Stored items from a collection
►

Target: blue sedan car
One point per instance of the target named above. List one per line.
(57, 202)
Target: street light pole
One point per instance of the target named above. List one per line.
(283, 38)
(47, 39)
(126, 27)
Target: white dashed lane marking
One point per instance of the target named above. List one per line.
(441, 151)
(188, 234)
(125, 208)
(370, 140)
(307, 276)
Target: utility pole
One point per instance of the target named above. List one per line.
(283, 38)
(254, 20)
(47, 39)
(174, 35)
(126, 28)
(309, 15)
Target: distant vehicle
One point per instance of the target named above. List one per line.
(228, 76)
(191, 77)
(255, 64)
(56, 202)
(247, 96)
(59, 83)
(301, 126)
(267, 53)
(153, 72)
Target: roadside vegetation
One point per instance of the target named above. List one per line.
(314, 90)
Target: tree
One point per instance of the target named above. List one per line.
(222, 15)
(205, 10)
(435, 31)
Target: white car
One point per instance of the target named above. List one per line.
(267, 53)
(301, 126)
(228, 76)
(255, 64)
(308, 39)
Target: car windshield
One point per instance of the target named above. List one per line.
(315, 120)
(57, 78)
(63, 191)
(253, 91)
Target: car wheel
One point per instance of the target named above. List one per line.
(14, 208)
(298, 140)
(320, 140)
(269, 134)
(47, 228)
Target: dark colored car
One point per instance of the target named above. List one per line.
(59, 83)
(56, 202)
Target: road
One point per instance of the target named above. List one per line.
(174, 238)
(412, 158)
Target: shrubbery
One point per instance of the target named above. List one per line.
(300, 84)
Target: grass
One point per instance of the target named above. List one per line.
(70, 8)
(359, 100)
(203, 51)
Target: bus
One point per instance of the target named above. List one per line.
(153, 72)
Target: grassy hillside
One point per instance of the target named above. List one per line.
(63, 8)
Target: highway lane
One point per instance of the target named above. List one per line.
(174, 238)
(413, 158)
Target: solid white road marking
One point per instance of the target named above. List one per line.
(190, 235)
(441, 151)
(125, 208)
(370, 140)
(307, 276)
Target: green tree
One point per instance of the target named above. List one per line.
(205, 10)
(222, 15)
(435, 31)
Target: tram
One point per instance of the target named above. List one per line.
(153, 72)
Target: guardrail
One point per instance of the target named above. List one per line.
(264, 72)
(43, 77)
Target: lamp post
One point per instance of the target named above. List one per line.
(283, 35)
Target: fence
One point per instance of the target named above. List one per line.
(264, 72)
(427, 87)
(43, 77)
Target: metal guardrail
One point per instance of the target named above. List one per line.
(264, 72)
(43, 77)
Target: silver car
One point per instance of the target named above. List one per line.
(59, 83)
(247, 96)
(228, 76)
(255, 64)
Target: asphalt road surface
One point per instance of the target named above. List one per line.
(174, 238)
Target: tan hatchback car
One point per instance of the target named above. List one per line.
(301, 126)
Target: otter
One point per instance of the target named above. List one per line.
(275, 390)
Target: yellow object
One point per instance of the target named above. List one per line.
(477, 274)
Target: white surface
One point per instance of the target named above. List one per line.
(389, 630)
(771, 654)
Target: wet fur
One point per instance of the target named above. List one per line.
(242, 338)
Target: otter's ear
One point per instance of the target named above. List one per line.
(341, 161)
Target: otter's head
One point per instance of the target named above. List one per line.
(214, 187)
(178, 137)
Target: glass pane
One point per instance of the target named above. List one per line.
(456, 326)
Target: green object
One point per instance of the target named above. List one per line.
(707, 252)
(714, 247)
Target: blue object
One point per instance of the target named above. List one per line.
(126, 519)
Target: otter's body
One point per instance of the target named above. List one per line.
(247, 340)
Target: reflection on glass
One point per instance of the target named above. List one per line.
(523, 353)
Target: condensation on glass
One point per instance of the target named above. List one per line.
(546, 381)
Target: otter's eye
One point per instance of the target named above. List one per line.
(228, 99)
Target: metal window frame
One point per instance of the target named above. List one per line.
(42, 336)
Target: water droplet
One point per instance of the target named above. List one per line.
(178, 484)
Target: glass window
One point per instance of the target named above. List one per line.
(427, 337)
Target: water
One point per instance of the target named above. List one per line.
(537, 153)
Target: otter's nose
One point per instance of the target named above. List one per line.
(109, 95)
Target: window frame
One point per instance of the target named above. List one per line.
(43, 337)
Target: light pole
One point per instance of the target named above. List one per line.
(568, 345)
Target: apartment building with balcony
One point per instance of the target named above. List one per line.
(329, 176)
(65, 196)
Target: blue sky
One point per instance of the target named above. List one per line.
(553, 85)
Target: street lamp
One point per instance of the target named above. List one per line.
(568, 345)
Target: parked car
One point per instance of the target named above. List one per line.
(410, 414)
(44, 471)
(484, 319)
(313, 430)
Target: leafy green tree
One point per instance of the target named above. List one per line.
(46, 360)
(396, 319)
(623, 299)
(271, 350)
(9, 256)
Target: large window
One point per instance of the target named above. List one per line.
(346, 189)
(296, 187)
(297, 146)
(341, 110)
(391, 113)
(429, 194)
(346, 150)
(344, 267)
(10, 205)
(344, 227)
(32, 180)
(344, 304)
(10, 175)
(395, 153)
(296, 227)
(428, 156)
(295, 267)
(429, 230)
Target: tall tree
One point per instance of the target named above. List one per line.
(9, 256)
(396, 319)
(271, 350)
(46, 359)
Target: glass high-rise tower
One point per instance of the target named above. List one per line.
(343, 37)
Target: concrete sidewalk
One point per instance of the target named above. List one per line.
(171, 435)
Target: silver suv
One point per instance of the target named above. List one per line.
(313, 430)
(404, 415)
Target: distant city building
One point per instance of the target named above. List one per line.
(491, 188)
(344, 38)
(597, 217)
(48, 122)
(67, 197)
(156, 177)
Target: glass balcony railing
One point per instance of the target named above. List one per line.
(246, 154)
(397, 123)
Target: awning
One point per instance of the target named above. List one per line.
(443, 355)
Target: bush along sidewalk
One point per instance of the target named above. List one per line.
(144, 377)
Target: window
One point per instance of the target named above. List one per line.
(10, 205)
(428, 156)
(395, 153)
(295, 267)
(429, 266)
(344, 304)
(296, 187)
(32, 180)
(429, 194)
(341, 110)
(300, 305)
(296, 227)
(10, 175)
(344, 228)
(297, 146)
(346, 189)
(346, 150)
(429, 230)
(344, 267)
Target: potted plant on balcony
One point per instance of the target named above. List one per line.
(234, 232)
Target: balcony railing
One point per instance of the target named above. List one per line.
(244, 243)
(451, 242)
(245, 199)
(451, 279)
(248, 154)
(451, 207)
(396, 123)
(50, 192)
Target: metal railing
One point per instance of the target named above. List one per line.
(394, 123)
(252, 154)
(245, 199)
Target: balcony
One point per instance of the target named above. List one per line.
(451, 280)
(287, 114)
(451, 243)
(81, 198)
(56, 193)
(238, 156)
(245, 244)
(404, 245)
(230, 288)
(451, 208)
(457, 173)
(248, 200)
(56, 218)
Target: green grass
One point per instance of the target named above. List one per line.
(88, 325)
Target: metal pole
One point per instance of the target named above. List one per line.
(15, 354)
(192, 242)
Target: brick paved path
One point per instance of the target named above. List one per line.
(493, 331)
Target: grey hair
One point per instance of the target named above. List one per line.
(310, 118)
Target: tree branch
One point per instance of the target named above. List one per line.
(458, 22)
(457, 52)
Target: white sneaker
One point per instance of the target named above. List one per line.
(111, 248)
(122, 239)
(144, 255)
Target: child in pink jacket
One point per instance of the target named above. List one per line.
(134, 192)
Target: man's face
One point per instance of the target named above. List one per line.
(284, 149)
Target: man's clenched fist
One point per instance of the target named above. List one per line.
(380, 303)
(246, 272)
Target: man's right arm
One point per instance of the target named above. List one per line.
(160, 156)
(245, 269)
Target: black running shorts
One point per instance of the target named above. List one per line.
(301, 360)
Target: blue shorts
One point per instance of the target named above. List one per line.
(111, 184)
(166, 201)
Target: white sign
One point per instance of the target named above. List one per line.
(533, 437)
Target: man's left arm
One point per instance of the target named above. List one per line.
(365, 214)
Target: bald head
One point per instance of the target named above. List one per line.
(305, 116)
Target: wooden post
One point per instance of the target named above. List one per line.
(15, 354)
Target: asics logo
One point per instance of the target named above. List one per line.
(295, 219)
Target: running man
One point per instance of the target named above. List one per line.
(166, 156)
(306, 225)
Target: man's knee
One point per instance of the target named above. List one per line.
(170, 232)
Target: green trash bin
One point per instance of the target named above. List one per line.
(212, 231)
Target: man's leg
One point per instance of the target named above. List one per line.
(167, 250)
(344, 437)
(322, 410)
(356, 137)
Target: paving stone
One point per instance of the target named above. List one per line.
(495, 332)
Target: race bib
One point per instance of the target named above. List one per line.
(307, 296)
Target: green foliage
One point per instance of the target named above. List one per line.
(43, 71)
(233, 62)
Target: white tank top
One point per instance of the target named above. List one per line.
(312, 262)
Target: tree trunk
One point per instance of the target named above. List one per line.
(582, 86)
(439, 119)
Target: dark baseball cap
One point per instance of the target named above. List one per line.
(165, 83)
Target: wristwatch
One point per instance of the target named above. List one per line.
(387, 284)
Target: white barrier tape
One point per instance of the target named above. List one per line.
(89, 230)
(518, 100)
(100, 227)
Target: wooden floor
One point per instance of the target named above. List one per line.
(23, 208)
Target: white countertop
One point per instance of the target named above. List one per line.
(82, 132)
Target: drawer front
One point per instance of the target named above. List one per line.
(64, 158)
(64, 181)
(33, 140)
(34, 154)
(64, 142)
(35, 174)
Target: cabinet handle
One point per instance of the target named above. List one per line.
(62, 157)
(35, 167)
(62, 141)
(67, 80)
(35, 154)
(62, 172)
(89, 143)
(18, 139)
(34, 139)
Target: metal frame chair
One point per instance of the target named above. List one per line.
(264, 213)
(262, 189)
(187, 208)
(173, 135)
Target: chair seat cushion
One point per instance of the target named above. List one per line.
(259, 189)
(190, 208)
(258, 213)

◄

● **Your instructions**:
Please copy the lines in the records above between the one holding "Target: white sign" and the one holding "Target: wooden post", inclusive, exactly and with no other line.

● **Expected output**:
Target: white sign
One point per instance of the target named above. List one per line.
(533, 437)
Target: man's left arm
One point per instance of the target named above. List one per line.
(365, 214)
Target: bald head
One point per instance of the target named above. List one per line.
(305, 116)
Target: wooden post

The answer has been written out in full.